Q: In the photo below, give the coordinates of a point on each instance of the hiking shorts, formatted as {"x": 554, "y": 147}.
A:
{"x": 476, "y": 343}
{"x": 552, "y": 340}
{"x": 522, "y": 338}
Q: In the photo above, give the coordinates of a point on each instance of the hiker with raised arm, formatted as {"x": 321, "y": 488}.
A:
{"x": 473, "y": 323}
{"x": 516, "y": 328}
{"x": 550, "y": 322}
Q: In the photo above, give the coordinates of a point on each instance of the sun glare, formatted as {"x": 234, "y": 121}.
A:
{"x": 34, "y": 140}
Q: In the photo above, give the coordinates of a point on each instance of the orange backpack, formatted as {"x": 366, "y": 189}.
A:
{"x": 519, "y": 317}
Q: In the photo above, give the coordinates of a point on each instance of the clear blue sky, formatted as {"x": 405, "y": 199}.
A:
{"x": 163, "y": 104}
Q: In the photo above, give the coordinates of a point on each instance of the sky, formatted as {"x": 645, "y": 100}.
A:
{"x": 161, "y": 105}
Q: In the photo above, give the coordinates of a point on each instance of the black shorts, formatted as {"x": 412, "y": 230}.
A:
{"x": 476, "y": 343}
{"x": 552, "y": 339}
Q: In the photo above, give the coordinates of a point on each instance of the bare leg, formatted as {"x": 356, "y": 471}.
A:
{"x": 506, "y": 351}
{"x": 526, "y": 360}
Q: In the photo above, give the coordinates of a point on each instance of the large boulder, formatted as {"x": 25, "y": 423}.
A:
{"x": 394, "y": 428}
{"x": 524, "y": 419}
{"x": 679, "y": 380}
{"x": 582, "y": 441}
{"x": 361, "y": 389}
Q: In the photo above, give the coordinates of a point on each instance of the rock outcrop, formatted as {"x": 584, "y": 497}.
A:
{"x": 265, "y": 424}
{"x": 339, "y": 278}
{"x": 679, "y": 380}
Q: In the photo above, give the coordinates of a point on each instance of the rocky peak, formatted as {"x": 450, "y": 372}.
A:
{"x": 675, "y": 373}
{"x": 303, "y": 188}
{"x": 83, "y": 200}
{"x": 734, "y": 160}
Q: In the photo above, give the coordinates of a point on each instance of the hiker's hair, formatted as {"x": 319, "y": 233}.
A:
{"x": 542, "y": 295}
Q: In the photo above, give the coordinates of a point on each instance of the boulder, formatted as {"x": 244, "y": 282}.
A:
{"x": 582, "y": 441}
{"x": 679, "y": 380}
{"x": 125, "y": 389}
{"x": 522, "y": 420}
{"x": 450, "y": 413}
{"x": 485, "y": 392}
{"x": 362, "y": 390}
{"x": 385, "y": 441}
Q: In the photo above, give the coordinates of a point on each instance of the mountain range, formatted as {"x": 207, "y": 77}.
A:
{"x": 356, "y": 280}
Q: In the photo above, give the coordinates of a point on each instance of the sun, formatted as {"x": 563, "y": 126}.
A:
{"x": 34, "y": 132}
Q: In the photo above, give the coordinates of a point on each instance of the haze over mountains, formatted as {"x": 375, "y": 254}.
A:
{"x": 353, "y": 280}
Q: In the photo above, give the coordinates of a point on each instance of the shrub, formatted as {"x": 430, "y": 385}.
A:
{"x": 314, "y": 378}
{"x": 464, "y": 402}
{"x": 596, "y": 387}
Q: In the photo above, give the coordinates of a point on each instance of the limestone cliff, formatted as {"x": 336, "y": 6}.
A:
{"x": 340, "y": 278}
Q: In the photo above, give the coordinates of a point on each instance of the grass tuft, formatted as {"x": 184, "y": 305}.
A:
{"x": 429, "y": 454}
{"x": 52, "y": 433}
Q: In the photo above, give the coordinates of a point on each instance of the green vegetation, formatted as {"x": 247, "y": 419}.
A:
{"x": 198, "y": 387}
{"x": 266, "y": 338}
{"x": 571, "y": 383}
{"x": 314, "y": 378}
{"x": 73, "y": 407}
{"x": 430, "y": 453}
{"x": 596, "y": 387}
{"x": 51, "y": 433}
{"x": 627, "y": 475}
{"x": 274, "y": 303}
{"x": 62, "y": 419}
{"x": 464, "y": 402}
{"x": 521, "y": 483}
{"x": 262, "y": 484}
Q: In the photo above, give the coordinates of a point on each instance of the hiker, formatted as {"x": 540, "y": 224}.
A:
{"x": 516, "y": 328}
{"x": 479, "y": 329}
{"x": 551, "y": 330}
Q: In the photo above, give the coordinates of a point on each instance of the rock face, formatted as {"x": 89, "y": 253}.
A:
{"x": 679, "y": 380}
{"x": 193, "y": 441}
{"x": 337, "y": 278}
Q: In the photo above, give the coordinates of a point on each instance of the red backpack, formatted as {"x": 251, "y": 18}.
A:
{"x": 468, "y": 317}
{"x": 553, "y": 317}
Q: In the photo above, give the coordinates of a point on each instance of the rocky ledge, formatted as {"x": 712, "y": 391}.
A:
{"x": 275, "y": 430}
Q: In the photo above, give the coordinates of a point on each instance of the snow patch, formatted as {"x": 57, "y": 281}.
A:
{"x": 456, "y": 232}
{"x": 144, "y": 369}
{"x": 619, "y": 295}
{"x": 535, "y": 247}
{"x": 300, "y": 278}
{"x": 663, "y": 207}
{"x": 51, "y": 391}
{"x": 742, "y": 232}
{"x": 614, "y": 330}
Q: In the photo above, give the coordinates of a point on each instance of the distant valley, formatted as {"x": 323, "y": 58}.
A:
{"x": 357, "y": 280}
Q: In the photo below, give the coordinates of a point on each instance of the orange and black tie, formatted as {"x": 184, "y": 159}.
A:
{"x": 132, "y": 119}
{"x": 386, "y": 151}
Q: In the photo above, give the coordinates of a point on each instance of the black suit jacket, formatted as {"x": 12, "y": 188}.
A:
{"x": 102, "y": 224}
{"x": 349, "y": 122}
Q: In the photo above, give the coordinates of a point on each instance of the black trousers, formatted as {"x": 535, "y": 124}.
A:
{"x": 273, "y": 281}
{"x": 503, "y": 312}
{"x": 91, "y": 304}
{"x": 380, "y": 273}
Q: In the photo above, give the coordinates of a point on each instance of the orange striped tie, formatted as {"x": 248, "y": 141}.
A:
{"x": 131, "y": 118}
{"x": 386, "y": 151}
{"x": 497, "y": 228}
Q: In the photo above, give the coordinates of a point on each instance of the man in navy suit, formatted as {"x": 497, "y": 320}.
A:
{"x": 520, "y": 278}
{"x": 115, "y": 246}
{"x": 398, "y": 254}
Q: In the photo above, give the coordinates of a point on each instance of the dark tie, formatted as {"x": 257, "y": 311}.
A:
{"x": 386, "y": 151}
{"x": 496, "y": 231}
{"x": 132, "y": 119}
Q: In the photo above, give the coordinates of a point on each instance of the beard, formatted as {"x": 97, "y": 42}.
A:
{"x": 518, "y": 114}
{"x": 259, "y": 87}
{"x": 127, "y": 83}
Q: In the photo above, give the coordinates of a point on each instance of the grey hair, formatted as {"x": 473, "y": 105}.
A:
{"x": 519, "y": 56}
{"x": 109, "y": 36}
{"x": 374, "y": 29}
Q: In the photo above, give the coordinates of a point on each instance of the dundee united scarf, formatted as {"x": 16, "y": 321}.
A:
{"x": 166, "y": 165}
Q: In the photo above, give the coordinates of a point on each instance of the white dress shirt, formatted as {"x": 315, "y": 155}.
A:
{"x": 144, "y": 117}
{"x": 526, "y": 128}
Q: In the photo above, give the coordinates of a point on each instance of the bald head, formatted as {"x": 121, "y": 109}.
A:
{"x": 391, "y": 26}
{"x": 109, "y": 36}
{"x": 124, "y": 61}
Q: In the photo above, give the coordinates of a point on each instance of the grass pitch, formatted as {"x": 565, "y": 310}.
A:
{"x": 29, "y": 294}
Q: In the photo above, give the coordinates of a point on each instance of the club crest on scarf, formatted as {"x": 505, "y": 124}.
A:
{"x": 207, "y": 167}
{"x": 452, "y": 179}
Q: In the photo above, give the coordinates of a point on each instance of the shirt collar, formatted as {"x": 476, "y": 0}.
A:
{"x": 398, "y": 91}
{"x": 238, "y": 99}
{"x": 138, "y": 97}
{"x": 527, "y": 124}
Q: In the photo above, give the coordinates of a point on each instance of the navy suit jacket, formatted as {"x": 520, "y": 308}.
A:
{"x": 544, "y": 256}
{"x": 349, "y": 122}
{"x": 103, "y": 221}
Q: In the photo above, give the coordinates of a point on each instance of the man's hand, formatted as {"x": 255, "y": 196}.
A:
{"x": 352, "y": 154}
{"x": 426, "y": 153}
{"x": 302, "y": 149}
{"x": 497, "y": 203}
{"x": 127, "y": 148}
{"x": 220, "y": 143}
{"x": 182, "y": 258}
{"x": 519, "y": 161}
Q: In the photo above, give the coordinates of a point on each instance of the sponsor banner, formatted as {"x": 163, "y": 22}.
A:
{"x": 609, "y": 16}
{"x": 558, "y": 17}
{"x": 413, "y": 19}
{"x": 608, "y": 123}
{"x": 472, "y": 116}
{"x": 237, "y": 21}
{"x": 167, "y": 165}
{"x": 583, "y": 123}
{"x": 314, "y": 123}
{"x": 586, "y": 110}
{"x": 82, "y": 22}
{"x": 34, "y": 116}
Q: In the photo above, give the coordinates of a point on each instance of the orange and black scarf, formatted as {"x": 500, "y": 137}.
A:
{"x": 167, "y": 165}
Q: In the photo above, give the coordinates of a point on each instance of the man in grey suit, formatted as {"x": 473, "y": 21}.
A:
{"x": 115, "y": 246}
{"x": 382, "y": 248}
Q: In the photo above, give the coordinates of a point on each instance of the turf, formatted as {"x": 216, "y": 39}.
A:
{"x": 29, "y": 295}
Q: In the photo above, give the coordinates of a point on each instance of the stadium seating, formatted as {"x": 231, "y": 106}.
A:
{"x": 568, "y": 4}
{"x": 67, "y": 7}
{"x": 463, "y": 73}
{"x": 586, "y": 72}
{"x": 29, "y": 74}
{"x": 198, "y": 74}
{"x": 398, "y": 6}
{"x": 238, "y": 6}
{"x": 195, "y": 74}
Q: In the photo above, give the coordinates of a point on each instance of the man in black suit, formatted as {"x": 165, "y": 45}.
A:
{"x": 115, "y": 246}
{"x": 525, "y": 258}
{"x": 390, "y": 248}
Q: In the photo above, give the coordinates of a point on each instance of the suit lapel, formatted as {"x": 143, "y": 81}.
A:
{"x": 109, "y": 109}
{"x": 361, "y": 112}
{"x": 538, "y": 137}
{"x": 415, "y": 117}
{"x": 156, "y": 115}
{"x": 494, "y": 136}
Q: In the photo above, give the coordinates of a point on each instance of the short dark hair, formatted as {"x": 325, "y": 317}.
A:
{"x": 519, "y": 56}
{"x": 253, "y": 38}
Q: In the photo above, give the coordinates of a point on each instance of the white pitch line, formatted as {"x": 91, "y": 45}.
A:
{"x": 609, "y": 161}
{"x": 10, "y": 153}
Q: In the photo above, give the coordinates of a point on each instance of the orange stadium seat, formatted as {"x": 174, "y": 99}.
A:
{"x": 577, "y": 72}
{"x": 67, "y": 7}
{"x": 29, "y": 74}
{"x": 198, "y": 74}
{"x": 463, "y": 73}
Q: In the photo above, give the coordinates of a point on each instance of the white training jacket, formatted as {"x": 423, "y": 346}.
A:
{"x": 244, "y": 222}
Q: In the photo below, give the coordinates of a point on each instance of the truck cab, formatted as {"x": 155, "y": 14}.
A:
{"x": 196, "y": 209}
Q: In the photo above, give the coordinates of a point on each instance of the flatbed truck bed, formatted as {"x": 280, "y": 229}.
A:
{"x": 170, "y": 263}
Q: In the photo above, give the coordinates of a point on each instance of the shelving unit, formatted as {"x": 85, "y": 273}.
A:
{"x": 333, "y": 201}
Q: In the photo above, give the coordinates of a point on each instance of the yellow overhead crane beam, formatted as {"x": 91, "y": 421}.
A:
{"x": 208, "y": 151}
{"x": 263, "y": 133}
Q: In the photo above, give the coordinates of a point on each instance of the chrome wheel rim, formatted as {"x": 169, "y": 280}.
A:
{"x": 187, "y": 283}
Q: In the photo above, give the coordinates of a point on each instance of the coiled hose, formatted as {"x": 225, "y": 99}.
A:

──────────

## WORK TO DO
Lay out the listing, starting at the line containing "of the chrome" and ending at its final line, as a JSON array of strings, one string per line, with blank lines omitted.

## RESPONSE TO THE TASK
[
  "Q: In the photo above, give the coordinates of a point on each instance of the chrome wheel rim, formatted as {\"x\": 169, \"y\": 280}.",
  "A:",
  "{\"x\": 187, \"y\": 283}",
  "Q: In the photo above, give the coordinates of a point on each instance of the coiled hose, formatted as {\"x\": 225, \"y\": 99}.",
  "A:"
]